▶ _TASK DETAILS_
Please, starting at the line that contains "Q: Identify the bush", reproduce every line exactly until the records run out, skipping all pictures.

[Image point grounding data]
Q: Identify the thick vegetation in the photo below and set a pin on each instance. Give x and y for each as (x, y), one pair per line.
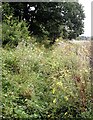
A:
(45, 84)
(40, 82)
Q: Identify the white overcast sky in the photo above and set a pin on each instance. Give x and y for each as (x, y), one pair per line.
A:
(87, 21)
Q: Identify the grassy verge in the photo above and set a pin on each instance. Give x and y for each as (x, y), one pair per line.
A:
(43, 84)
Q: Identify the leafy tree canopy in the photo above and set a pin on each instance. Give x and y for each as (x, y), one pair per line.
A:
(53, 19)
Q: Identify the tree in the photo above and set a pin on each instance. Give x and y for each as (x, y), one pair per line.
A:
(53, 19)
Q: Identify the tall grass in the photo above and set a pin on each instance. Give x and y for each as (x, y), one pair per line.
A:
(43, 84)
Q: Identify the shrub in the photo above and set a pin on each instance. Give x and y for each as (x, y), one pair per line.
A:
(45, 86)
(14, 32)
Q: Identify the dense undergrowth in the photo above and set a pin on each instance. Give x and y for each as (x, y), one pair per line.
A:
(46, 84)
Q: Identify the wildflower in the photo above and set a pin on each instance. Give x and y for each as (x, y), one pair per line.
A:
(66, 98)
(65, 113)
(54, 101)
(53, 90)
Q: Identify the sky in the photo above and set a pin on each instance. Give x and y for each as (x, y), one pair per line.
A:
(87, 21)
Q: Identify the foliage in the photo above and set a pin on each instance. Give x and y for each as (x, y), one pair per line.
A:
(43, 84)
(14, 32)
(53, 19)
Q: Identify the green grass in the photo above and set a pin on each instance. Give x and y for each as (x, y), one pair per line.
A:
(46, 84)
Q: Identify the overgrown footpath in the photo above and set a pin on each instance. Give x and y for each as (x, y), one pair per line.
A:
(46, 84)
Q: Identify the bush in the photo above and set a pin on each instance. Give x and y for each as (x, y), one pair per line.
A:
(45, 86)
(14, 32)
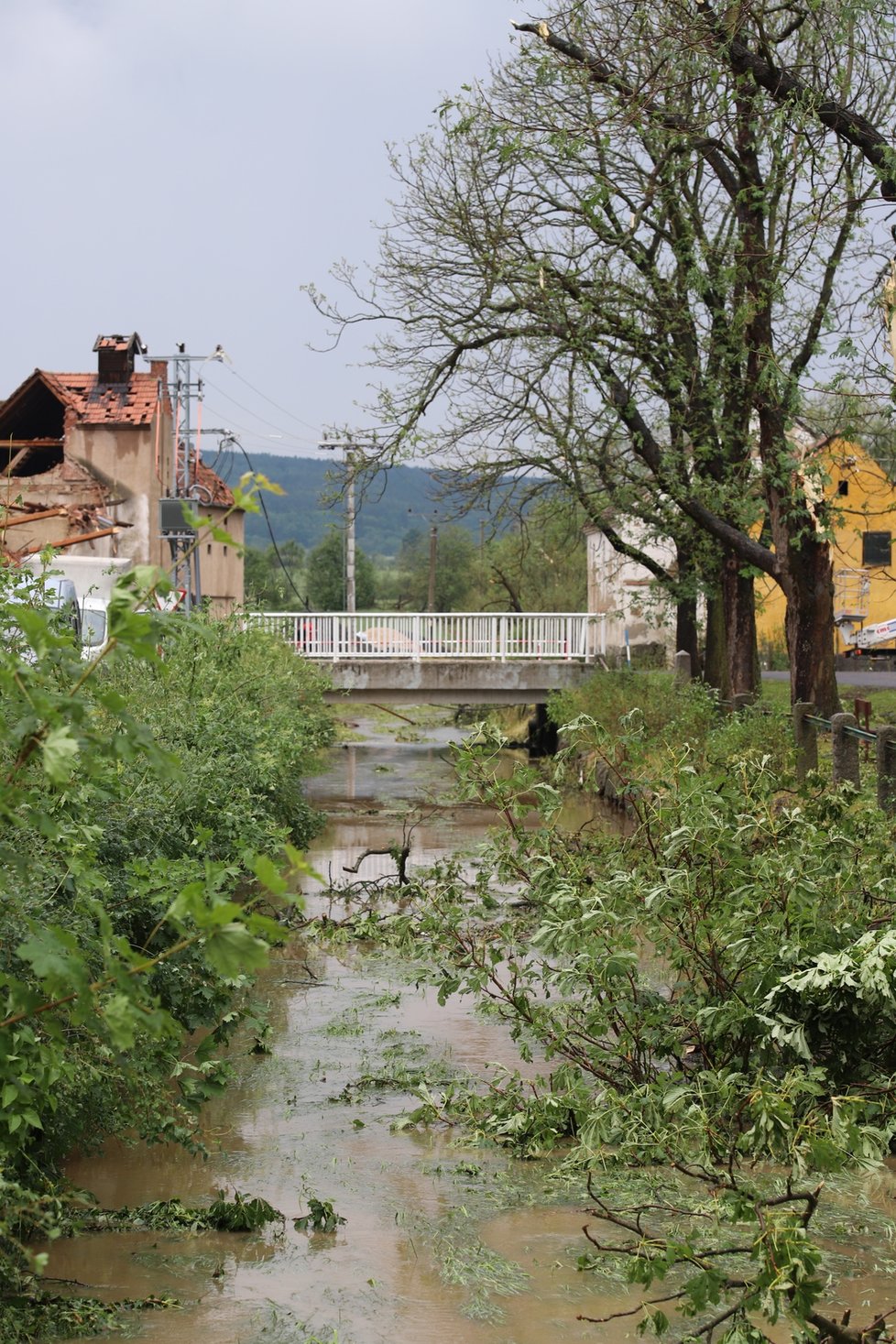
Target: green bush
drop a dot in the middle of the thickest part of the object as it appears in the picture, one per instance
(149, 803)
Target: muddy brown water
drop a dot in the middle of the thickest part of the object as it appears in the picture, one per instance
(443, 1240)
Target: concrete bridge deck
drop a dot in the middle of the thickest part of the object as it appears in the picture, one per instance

▶ _ANSWER_
Q: Identify the bush in the photo above and set a pin on each instance. Give x and y for each as (x, y), one pair per line.
A:
(45, 86)
(14, 32)
Target: green bush
drop a dot in the middle of the thickest part of the object as it appears in the picture, one per instance
(149, 803)
Target: muddy brown water
drop a dot in the middle of the thickest part of the object as it appears in the picture, one per instance
(443, 1240)
Target: concrete bridge deck
drop a dot in the middle of the thickest part of the object as it appears in the picture, one per instance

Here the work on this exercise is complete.